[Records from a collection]
+===+
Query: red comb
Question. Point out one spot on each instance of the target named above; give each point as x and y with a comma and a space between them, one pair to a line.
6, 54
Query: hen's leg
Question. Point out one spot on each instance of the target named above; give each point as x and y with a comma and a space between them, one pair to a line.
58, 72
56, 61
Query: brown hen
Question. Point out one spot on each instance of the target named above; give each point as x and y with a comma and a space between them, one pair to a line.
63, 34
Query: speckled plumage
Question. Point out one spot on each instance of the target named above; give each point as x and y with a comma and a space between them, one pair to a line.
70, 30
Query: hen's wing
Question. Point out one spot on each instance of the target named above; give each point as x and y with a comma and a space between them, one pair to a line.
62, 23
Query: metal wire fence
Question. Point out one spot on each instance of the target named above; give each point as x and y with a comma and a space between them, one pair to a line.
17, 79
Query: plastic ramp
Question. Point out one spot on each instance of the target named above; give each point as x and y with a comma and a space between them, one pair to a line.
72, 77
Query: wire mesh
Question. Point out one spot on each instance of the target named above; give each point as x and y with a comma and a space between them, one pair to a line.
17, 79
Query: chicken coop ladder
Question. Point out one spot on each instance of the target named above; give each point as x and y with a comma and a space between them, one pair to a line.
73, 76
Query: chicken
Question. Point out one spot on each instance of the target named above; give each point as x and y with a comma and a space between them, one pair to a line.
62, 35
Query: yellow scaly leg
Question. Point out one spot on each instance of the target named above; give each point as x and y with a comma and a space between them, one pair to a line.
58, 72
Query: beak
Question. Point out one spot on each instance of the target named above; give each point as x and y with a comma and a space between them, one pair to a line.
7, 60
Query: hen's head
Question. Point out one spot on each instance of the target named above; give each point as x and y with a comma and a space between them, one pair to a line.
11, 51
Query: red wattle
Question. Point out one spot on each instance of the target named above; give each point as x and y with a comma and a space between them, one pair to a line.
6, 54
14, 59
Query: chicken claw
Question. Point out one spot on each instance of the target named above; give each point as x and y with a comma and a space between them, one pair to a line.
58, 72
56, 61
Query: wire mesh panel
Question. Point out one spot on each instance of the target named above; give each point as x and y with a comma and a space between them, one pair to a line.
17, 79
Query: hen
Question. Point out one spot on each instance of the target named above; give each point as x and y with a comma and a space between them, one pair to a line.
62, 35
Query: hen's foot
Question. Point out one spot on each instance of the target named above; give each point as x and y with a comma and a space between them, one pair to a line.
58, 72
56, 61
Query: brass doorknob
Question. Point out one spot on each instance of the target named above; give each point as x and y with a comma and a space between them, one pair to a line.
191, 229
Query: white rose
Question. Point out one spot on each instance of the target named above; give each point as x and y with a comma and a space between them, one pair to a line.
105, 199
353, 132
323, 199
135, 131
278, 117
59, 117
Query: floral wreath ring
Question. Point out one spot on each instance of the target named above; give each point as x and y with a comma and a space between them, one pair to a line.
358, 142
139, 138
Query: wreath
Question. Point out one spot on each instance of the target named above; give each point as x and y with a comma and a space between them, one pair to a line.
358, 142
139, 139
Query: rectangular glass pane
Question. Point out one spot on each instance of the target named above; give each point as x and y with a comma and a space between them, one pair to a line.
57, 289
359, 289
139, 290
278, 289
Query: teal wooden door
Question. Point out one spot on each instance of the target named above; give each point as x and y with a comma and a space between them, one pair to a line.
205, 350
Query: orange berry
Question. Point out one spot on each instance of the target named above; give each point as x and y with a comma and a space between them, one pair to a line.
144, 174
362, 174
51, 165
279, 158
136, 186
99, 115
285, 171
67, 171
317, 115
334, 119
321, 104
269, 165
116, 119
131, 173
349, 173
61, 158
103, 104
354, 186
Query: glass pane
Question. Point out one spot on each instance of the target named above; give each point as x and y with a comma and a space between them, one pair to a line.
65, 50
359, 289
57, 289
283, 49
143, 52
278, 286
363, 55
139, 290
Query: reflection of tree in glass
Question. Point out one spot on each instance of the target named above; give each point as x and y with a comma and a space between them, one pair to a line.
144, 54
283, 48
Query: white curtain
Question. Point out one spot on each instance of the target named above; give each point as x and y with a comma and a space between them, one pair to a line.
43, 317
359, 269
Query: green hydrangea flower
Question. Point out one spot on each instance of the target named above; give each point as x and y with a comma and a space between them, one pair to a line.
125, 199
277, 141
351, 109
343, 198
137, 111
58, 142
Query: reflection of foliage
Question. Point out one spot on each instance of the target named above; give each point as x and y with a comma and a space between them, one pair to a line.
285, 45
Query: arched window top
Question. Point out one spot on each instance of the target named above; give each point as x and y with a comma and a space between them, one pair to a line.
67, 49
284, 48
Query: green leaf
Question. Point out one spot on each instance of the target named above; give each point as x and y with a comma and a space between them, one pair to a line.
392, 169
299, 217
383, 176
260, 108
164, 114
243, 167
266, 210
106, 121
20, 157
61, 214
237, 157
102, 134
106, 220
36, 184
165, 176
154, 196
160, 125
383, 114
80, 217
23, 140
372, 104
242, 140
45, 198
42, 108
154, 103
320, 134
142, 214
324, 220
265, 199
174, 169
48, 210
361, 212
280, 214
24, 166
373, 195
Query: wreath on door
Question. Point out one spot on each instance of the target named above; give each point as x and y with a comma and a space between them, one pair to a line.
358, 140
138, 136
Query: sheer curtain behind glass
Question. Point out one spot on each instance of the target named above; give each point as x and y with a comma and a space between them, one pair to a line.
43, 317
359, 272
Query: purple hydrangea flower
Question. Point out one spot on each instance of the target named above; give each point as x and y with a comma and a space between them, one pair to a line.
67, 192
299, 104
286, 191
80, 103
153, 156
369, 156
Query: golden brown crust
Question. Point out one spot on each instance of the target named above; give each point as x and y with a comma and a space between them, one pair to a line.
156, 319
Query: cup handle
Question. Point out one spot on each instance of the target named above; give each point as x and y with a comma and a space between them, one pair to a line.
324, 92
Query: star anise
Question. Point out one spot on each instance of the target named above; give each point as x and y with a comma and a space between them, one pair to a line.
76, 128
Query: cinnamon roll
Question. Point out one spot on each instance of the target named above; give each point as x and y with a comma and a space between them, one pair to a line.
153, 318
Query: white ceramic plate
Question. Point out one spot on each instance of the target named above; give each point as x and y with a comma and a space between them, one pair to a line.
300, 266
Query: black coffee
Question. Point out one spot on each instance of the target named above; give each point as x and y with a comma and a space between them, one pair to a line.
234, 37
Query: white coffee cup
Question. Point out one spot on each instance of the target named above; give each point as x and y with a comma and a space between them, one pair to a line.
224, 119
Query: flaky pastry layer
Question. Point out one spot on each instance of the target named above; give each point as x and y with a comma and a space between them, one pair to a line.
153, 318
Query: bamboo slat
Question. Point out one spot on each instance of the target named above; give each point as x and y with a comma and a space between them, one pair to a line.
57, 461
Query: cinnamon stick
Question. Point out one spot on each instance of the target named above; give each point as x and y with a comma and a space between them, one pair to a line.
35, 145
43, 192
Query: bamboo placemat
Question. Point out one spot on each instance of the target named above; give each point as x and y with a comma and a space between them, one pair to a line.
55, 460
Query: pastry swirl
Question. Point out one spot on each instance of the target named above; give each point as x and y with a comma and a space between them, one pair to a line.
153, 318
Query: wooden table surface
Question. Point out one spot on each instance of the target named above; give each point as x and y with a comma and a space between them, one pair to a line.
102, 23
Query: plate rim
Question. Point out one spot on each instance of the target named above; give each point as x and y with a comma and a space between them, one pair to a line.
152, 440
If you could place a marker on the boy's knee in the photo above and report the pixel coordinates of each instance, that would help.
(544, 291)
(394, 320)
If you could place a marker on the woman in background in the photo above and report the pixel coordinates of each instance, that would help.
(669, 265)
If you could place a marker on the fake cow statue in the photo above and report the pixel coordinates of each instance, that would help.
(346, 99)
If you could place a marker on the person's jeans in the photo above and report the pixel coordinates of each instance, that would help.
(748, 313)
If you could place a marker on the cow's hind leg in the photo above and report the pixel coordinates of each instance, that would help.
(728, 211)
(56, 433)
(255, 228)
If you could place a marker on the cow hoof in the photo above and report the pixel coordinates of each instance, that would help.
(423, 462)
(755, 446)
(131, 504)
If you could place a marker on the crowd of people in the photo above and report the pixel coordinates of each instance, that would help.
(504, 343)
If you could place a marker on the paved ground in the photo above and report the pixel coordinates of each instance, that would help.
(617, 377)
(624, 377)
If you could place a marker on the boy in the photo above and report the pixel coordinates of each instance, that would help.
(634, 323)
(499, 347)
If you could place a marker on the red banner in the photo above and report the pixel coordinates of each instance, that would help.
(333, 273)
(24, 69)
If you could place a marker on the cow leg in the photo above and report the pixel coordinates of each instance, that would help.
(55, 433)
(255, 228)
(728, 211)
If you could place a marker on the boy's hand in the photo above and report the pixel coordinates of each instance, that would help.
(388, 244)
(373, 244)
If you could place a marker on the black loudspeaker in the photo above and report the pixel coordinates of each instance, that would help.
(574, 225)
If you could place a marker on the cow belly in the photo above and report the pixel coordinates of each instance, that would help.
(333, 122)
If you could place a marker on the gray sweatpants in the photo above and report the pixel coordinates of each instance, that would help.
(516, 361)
+===+
(Exercise details):
Output the line holding "If you could place a marker on the boy in", then every later line through the end of the records above, exactly as given and nothing else.

(The solution):
If you could place a marker on the boy in the photo above and report the pixel coordinates of each instance, that would help.
(634, 323)
(499, 347)
If you could place a marker on the red banner in the photo above and report the pixel coordinates of each instance, that would help.
(333, 273)
(24, 69)
If you could place a marker on the cow leg in the photo above and report the pixel coordinates of each instance, that would help.
(55, 433)
(255, 228)
(728, 211)
If you could place a marker on the boy's hand in the photo above and report the pixel coordinates of each instance, that would help.
(388, 244)
(373, 244)
If you could place a marker on the black loudspeaker in the photo above and report the pixel coordinates of each instance, that would help.
(574, 225)
If you could place a marker on the cow belly in the photo above and report the pixel coordinates of each instance, that would help.
(333, 122)
If you could place a marker on the gray sweatpants in the photo above and report the pixel coordinates of each instance, that would help.
(516, 361)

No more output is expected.